* [Collected data]
╔══
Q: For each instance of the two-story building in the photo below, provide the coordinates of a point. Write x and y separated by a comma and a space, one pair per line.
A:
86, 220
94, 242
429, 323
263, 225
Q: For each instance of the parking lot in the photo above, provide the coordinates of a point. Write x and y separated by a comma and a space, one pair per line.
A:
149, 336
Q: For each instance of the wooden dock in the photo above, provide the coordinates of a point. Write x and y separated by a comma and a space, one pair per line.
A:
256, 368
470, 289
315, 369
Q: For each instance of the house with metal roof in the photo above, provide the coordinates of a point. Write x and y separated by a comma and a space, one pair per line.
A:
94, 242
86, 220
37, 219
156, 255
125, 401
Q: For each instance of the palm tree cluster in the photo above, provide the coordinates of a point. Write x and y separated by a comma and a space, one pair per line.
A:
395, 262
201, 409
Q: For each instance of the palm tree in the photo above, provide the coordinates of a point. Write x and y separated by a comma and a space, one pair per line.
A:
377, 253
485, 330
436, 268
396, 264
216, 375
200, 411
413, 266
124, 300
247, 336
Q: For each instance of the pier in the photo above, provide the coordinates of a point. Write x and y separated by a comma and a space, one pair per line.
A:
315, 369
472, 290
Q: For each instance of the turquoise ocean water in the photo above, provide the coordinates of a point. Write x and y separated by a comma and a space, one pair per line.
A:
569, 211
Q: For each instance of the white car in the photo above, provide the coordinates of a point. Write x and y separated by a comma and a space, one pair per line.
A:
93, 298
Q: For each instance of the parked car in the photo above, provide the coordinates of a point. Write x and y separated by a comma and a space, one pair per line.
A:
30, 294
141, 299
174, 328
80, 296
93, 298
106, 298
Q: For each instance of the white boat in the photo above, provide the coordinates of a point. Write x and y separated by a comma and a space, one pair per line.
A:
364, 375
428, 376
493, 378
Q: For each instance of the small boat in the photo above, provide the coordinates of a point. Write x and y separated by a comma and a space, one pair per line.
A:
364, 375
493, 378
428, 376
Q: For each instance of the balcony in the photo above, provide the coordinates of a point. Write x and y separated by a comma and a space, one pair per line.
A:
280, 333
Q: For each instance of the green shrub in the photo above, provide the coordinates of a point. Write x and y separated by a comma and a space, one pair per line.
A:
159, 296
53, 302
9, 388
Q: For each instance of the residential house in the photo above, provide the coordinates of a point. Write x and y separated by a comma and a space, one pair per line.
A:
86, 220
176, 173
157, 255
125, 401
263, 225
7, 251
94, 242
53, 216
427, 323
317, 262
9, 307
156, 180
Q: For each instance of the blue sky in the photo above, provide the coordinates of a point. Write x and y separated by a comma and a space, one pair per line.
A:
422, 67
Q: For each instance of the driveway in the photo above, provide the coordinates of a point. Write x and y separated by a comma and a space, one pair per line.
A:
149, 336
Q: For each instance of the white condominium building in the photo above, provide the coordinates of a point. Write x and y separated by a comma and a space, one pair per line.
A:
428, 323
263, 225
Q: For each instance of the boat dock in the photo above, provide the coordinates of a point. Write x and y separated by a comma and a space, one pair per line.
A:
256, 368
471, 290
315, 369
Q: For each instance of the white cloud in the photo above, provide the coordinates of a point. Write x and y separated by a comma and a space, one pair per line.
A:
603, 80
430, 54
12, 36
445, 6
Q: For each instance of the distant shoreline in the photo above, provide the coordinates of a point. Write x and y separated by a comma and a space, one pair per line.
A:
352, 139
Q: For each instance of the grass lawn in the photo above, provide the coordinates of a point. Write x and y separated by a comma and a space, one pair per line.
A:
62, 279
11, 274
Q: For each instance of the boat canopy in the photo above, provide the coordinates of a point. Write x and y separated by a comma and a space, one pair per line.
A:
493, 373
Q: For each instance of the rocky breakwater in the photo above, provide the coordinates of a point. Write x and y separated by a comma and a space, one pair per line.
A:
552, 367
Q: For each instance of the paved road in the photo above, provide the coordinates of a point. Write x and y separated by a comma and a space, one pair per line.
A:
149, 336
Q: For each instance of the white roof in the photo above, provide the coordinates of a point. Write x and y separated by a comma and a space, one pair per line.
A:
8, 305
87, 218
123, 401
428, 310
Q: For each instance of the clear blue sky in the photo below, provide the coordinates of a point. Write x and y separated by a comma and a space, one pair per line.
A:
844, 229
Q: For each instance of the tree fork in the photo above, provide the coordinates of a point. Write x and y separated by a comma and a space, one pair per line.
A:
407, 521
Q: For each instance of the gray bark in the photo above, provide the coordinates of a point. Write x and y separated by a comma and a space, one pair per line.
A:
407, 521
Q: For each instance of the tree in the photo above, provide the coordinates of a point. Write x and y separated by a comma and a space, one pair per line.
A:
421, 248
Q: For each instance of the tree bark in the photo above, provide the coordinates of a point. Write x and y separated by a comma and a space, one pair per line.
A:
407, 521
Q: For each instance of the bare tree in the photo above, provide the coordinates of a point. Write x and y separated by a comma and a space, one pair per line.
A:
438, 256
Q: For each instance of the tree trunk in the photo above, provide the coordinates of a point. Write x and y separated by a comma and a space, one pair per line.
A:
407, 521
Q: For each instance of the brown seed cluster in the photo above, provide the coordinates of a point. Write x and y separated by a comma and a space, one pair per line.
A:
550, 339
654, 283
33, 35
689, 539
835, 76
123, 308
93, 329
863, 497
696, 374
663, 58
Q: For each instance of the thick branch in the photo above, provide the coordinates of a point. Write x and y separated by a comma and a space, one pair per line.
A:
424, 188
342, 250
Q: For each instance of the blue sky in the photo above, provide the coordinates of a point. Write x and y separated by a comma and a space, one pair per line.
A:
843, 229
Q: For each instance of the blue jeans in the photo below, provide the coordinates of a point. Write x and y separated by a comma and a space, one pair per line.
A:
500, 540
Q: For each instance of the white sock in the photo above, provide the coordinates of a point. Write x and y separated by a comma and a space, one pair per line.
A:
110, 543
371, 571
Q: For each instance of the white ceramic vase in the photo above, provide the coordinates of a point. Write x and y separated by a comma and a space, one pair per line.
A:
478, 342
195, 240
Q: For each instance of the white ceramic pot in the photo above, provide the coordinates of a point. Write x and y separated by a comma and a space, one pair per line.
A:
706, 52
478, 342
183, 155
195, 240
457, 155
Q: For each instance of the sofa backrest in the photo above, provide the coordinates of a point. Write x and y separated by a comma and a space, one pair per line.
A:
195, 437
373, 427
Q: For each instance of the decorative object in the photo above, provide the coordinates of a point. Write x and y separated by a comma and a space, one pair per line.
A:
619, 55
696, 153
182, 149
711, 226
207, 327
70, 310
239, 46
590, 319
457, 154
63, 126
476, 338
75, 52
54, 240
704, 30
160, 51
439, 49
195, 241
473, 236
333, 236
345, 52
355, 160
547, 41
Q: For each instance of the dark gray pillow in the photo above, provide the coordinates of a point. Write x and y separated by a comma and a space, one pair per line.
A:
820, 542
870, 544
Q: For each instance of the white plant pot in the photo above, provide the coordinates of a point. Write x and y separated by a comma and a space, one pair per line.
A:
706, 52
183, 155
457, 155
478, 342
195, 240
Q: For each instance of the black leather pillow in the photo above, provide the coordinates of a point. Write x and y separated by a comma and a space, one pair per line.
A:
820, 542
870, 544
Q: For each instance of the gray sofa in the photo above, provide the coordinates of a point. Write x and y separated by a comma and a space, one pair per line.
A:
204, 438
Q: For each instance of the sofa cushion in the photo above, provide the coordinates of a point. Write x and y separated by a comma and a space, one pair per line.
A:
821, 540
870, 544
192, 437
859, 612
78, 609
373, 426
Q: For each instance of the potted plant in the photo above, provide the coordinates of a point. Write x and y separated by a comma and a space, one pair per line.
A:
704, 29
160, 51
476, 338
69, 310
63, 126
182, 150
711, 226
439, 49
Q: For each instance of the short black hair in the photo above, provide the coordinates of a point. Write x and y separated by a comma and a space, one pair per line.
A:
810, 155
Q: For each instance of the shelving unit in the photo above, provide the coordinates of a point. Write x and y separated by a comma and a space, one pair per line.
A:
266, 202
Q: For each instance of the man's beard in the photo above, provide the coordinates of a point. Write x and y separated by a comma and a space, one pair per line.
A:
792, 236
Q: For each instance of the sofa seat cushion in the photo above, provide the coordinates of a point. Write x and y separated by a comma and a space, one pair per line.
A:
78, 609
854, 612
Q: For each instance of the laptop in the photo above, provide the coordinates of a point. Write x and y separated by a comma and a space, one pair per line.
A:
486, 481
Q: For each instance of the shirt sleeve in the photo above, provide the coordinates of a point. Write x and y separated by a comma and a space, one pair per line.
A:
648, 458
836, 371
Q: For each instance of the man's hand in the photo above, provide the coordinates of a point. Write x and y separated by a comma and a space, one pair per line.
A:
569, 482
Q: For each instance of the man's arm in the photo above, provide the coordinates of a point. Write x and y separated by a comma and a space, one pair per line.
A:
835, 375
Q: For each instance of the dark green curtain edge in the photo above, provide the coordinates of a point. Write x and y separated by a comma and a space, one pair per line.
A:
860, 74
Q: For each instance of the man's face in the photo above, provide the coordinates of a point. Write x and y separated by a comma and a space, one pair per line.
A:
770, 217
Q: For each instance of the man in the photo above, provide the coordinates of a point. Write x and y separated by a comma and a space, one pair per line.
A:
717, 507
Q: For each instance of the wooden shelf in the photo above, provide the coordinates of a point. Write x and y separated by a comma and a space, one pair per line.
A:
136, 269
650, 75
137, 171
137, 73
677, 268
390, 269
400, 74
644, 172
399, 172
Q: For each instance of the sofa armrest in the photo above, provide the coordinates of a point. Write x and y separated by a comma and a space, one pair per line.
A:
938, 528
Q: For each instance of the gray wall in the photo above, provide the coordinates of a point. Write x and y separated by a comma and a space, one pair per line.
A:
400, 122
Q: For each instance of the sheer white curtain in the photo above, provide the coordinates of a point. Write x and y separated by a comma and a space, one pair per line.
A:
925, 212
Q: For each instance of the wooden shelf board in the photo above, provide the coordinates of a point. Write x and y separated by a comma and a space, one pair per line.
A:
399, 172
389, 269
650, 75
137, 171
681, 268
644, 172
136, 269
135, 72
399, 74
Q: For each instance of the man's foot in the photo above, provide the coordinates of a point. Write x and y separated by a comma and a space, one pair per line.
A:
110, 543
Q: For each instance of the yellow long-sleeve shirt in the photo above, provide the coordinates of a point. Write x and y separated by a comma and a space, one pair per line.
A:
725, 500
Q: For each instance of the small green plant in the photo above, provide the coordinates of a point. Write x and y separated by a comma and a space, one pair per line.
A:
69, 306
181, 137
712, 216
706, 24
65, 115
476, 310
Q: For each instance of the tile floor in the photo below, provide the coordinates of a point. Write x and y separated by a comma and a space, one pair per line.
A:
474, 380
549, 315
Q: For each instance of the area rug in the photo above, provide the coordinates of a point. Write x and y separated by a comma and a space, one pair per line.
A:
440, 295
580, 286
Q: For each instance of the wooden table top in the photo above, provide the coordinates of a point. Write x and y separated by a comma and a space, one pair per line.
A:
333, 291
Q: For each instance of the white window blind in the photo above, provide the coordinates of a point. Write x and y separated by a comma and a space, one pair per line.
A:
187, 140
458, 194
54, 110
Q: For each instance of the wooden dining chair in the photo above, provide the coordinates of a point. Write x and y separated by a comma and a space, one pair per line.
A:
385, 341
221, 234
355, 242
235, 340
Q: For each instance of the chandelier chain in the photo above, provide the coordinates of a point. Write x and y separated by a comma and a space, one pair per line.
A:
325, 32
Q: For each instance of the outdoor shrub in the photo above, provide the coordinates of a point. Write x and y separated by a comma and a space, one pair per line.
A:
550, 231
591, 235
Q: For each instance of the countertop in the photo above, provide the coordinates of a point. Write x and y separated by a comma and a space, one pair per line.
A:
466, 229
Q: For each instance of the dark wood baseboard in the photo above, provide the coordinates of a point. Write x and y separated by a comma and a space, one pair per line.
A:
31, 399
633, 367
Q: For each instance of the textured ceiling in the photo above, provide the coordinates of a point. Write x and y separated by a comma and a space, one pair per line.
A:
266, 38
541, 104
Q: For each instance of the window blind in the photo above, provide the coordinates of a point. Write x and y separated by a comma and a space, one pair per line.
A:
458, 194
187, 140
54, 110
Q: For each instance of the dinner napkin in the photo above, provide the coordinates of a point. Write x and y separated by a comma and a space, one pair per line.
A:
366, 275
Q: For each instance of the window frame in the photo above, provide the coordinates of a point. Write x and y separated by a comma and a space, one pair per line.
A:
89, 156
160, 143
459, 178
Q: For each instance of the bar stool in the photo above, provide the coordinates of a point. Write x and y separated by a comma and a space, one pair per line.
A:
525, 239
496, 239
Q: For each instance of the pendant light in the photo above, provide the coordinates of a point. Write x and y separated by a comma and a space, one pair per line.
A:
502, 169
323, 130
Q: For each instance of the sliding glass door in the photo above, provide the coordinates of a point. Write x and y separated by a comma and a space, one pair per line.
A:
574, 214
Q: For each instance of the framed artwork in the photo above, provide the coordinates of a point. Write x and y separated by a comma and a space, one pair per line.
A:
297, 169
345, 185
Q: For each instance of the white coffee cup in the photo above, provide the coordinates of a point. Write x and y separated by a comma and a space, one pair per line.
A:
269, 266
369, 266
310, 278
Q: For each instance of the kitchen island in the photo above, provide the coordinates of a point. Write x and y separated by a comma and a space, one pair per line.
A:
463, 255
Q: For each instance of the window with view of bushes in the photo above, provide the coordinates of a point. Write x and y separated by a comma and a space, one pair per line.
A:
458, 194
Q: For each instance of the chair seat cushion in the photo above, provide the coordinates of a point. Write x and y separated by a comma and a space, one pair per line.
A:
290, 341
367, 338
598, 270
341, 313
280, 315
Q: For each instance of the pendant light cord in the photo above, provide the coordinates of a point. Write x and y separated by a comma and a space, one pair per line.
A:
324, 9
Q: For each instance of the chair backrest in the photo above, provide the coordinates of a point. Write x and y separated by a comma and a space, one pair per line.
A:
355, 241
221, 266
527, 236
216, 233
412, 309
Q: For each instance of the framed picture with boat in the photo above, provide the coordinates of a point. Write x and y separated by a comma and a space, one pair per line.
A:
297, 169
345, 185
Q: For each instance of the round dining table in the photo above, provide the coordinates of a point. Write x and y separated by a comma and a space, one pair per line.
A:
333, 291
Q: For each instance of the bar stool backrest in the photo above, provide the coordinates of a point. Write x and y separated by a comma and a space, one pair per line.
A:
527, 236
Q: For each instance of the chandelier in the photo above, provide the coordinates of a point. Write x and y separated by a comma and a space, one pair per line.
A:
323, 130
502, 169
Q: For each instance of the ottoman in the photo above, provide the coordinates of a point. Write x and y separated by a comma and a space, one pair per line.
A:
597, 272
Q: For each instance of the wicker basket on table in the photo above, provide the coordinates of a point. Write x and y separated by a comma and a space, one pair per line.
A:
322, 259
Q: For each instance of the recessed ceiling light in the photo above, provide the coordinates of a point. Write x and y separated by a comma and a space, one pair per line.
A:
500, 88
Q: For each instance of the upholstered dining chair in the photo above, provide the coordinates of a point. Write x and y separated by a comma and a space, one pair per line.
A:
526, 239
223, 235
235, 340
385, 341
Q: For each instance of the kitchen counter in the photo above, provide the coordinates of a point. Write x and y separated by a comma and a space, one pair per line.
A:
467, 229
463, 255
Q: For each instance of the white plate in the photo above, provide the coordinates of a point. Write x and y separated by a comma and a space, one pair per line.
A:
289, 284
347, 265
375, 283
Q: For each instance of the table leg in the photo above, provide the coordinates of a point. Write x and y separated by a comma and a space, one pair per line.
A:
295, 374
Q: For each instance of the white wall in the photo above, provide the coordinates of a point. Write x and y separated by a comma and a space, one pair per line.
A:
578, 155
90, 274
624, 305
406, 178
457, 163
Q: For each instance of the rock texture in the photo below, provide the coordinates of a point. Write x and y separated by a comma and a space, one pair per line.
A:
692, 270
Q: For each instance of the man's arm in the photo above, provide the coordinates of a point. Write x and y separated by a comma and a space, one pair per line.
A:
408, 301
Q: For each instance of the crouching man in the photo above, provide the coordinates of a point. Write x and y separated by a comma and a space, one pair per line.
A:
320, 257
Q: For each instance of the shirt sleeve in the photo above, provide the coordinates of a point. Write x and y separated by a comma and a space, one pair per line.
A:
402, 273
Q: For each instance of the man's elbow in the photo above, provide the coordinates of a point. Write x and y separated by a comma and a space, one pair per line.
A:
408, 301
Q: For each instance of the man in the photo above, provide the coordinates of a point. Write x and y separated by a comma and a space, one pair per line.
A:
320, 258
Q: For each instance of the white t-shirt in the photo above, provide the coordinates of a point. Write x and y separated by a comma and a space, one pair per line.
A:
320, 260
╚══
* [OBJECTIVE] Your task is to output exactly the lines running from the one with "Q: For each instance of the kitchen counter" through the final line of the material above, with both ends included.

* [FINAL RESULT]
Q: For each instance of the kitchen counter in the photo above, provide the coordinates of a point. Write x and y separated by a comma and a space, one pair per line.
A:
467, 229
463, 255
Q: For each instance of the white plate in the photo above, provide the coordinates of a point. Write x and y separated by a comma and a space, one pair per line.
A:
289, 284
347, 265
375, 283
Q: For each instance of the table leg in the photo above, provide the coordinates of a point. Write x and y separated by a comma and a space, one pair per line.
A:
295, 374
Q: For each instance of the white wall in the photo above, provide the coordinates of a point. Write x and y separated by a comma and a space, one pair per line.
A:
578, 155
90, 274
624, 305
406, 178
457, 163
Q: For each instance of the rock texture in the photo below, provide the coordinates of a point. Write x and y separated by a comma and a space, one pair per line.
A:
692, 270
Q: For each instance of the man's arm in the photo above, provide the coordinates of a point. Write x and y separated by a comma and a space, one pair per line.
A:
408, 301
Q: For each instance of the crouching man in the photo above, provide the coordinates of a point. Write x and y separated by a comma and a space, one pair per line.
A:
320, 257
Q: For each instance of the shirt sleeve in the photo above, provide the coordinates of a point. Write x and y separated by a comma and a space, one pair per line.
A:
402, 273
Q: For each instance of the man's elbow in the photo above, provide the coordinates of a point. Write x and y separated by a comma and a space, one pair per line.
A:
408, 301
Q: For each instance of the man in the photo above, provide the coordinates of a point. Write x and y separated by a comma and a space, one pair per line.
A:
320, 258
Q: For each instance of the white t-shirt in the photo above, provide the coordinates of a point. Write x and y separated by a comma and a space, one pair per line.
A:
320, 260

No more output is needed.